▶ **WHAT TO WORK ON**:
Write out the July CPI report word for word from "CPI increases 0.1%" to "and medical care.".

▶ **GIVEN PASSAGE**:
● ● ● ● ●
CPI increases 0.1% in July
The Consumer Price Index (CPI) increased 0.1% in July, as the consensus expected. The CPI is up 2.4% versus a year ago.
Energy prices declined 1.0% in July. Excluding food and energy, the core CPI was up 0.2%, as the consensus expected. The core CPI is up 2.2% versus a year ago.
The rise in the CPI was mostly due to housing, food away from home (restaurant prices), and medical care.
Real average hourly earnings – the cash earnings of production workers – increased 0.2% and are up 1.7% in the past year.
Implications: Inflation is still a problem. Despite a year-to-year increase of 2.4%, the CPI is up at a 4.9% annual rate in the past six months. During the next several months, comparisons to last year are going to escalate from 2.4% at present up to about 4%. Although the core CPI is up only 2.2% versus last year this figure excludes food and energy, where inflation has been the worst. The chart to the right shows that the five-year trend in inflation has risen substantially since late 2001. Meanwhile, the relatively low 0.1% overall CPI inflation figure for July suggests real (inflation adjusted) consumption is growing at about a 2.5% rate in the third quarter, adding some upside risk to our forecast of 3% real GDP growth in the third quarter.
● ● ● ● ●
▶ **SOURCE MATERIAL**:
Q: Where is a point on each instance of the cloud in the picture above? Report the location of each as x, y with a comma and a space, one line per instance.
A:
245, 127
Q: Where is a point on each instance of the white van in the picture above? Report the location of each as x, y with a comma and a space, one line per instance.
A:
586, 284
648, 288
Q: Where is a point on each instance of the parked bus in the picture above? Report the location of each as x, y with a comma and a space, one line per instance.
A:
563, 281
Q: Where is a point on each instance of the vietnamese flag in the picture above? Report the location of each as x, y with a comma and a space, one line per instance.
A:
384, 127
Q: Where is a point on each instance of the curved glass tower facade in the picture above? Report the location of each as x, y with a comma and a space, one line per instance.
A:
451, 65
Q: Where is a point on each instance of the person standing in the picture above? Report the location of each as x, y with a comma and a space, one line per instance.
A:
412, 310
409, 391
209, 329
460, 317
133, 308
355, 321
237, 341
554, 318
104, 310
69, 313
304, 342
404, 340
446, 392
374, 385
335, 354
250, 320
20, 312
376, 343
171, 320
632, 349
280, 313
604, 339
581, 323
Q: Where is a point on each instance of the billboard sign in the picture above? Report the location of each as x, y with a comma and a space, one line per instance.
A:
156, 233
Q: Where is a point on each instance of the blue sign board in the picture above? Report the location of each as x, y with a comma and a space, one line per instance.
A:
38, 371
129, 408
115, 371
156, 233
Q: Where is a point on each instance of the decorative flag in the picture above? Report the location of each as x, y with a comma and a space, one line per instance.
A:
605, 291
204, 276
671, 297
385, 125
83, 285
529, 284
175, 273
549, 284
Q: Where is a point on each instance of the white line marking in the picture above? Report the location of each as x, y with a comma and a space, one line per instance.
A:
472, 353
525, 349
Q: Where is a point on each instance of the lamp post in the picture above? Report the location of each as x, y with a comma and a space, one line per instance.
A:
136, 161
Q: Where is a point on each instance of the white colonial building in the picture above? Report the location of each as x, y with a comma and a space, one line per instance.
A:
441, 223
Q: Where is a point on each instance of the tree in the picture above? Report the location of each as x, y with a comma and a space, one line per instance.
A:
● ● ● ● ●
▶ **RESULT**:
CPI increases 0.1% in July
The Consumer Price Index (CPI) increased 0.1% in July, as the consensus expected. The CPI is up 2.4% versus a year ago.
Energy prices declined 1.0% in July. Excluding food and energy, the core CPI was up 0.2%, as the consensus expected. The core CPI is up 2.2% versus a year ago.
The rise in the CPI was mostly due to housing, food away from home (restaurant prices), and medical care.